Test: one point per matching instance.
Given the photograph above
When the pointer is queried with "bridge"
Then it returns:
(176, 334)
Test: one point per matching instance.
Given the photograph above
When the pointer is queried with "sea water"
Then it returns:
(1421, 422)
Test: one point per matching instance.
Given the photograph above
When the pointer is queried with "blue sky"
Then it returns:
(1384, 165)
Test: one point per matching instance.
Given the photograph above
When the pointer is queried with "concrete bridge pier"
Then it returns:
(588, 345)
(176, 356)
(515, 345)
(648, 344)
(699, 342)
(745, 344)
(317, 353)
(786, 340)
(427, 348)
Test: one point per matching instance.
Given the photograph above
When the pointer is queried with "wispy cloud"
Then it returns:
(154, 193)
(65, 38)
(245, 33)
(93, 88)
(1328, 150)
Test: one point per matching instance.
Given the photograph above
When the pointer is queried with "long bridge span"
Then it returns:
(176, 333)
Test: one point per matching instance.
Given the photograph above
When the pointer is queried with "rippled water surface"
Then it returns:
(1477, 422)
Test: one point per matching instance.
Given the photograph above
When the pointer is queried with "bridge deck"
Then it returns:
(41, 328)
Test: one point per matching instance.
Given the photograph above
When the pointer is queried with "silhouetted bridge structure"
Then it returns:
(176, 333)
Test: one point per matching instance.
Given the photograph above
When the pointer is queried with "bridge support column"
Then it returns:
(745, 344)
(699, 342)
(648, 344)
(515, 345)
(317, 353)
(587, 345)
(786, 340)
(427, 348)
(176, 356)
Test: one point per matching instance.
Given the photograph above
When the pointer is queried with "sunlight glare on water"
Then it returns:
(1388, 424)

• _Problem to solve_:
Gather every line in the records above that contains the string "water", and copy each of those lines in full.

• _Problem solution_:
When the pointer is queried with "sea water"
When the pointer is queried with "rippled water surface"
When the pointer is queried with "sunlight glare on water"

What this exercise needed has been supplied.